[Quoted text]:
Reviews of first edition

1. Environmental Conservation (pdf)

2. Bulletin of the American Meteorological Society (pdf)

3. TEG NEWS (pdf)

Synopsis

The book describes Earth's climate, the processes shaping climate, how climate changes over time, and the manner in which terrestrial ecosystems influence climate. It is divided into six sections on the Earth system, global physical climatology, hydrometeorology, biometeorology, terrestrial plant ecology, and terrestrial forcings and feedbacks.

The first section describes component spheres of the Earth system (Chapter 2) and the energy, water, and biogeochemical cycles that link these spheres (Chapter 3).

The second section reviews climate, climate variability, and climate change. The radiative balance of the atmosphere, its geographic variation, and its annual cycle are an important determinant of climate (Chapter 4). Geographic and seasonal variation in the radiative balance drives the general circulation of the atmosphere (Chapter 5). This gives rise to Earth's macroclimates, and within which mountains, lakes, and vegetation create local climates (Chapter 6). The realized temperature and precipitation in any year can deviate markedly from the long-term climatology because of seasonal-to-interannual atmospheric variability such as the El Nino-Southern Oscillation and North Atlantic Oscillation (Chapter 7). Climate also changes over longer timescales of centuries and millennia in response to changes in insolation, greenhouse gases, and numerous feedbacks within the Earth system (Chapter 8).

[Stored records]:
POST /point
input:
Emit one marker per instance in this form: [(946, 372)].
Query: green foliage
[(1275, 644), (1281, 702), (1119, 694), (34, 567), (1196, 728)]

[Directions]:
1. In the book synopsis, turn the paragraph beginning "The second section reviews" into a short list that keeps its main facts.
2. Swap "sections" for "parts" in the book synopsis and write out everything from "3. TEG NEWS" down to "forcings and feedbacks.".
3. Carry on the synopsis of the climate book from its last sentence.

[Per-task outputs]:
1.
- The second section covers climate, climate variability, and climate change.
- Chapter 4: the atmosphere's radiative balance, with its geographic variation and annual cycle, is an important determinant of climate.
- Chapter 5: geographic and seasonal variation in that balance drives the general circulation of the atmosphere.
- Chapter 6: this circulation gives rise to Earth's macroclimates, within which mountains, lakes, and vegetation create local climates.
- Chapter 7: seasonal-to-interannual variability, such as the El Nino-Southern Oscillation and North Atlantic Oscillation, can make a year's temperature and precipitation deviate markedly from the long-term climatology.
- Chapter 8: over centuries and millennia, climate changes in response to insolation, greenhouse gases, and numerous Earth system feedbacks.

2.
3. TEG NEWS (pdf)

Synopsis

The book describes Earth's climate, the processes shaping climate, how climate changes over time, and the manner in which terrestrial ecosystems influence climate. It is divided into six parts on the Earth system, global physical climatology, hydrometeorology, biometeorology, terrestrial plant ecology, and terrestrial forcings and feedbacks.

3.
The third section on hydrometeorology reviews the hydrologic cycle, surface energy fluxes, and the interactions between the hydrosphere and atmosphere. Soils store vast amounts of energy and water, and this modulates the diurnal and annual cycle of temperature, provides water for evapotranspiration, and regulates the hydrologic cycle on land (Chapter 9). The hydrologic cycle on land is reviewed in terms of point processes (Chapter 10) and watershed processes (Chapter 11). The hydrologic cycle regulates surface energy fluxes. The energy balance at Earth's land surface requires that energy gained from net radiation be balanced by the fluxes of sensible and latent heat to the atmosphere and the storage of heat in soil (Chapter 12). The fluxes of sensible and latent heat occur because turbulent mixing of air transports heat and moisture, typically away from the surface (Chapter 13). Soil moisture exerts a strong control on the partitioning of net radiation into sensible and latent heat fluxes, and through this affects the atmospheric boundary layer (Chapter 14).

The fourth section reviews biometeorology. The exchanges of sensible heat, latent heat, and CO2 between land and atmosphere are regulated by the physiology and micrometeorology of plant canopies. Individual leaves absorb radiation and exchange sensible heat and latent heat with the surrounding air (Chapter 15). The uptake of CO2 during photosynthesis is tightly coupled to the loss of water during transpiration (Chapter 16). Both occur through stomatal openings on the leaf surface. The aggregate flux from vegetation is the integral of the individual leaf fluxes over the depth of the canopy (Chapter 17).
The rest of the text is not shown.